Your instructions
Can you reproduce, word for word, the whole news report below on Memorial Hospital's policy of not hiring smokers?

[Text under study Boundary: Start]

Sarah Kearns, for HealthLeaders Media, January 27, 2010

Smokers may not want to apply to work for Memorial Hospital in Chattanooga, TN. As part of a new hiring policy listed on the hospital's Web site, beginning February 1, the hospital will no longer hire employees who smoke or test positive for nicotine.

Prior to being hired, employees will undergo a drug test and the facility will add nicotine to the list of drugs. Even nicotine coming from a patch or gum would be detected in the screening. The new hiring process will not affect current smokers at Memorial Hospital. Instead, Memorial Hospital will offer smoking cessation help to those employees who smoke.

John Brady, an OR nurse, agrees the hospital's move is a step in the right direction.

"I think that it is about time that the healthcare industry takes a stand such as this," says Brady. "I am an ex-smoker. Instead of complaining about the negative effects of smoking and second-hand smoke, let us take responsibility for our actions and enforce what we believe is good for the people that work for hospitals and their patients."

Not everyone agrees with Memorial Hospital though; nurses from other facilities are speaking out.

[Text under study Boundary: End]
[Records Boundary: Start]

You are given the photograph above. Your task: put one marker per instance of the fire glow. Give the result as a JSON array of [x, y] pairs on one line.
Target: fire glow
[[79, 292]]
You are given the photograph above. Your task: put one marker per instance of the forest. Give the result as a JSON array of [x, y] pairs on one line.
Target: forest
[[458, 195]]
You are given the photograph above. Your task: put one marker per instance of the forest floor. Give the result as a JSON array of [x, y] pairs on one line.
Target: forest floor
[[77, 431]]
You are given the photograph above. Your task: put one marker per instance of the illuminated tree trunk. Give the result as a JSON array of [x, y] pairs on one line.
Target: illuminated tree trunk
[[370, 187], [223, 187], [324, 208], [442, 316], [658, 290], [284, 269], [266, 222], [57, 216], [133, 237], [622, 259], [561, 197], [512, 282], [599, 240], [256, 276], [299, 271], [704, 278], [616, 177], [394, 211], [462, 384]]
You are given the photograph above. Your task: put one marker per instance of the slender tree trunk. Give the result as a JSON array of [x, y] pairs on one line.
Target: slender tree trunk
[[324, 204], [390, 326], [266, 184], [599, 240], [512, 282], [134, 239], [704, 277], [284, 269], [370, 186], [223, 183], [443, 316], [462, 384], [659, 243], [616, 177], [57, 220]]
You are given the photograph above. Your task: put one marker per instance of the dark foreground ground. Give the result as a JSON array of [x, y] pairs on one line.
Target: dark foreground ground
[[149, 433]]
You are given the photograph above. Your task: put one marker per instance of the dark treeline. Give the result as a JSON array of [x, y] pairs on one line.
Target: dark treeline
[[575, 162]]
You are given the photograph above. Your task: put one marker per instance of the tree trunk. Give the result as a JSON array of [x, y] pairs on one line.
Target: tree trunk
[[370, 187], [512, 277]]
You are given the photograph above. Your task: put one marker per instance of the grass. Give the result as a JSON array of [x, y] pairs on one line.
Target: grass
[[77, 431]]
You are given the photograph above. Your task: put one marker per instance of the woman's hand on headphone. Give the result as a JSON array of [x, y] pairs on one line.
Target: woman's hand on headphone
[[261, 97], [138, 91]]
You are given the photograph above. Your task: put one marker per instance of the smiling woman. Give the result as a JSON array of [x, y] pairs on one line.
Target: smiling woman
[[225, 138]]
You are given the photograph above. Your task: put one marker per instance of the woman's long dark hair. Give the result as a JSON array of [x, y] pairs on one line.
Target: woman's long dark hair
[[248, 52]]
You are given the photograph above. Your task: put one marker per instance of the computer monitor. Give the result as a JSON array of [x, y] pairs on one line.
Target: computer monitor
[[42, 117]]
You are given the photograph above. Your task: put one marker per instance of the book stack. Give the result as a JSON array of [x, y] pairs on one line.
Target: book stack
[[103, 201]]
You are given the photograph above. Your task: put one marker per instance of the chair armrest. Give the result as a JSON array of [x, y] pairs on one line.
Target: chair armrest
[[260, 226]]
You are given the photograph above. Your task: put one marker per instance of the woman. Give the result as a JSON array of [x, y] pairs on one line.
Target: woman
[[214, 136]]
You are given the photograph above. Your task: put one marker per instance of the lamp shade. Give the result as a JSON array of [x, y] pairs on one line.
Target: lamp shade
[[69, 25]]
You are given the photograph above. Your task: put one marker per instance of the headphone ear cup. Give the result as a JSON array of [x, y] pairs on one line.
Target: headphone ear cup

[Records Boundary: End]

Written answer
Sarah Kearns, for HealthLeaders Media, January 27, 2010

Smokers may not want to apply to work for Memorial Hospital in Chattanooga, TN. As part of a new hiring policy listed on the hospital's Web site, beginning February 1, the hospital will no longer hire employees who smoke or test positive for nicotine.

Prior to being hired, employees will undergo a drug test and the facility will add nicotine to the list of drugs. Even nicotine coming from a patch or gum would be detected in the screening. The new hiring process will not affect current smokers at Memorial Hospital. Instead, Memorial Hospital will offer smoking cessation help to those employees who smoke.

John Brady, an OR nurse, agrees the hospital's move is a step in the right direction.

"I think that it is about time that the healthcare industry takes a stand such as this," says Brady. "I am an ex-smoker. Instead of complaining about the negative effects of smoking and second-hand smoke, let us take responsibility for our actions and enforce what we believe is good for the people that work for hospitals and their patients."

Not everyone agrees with Memorial Hospital though; nurses from other facilities are speaking out.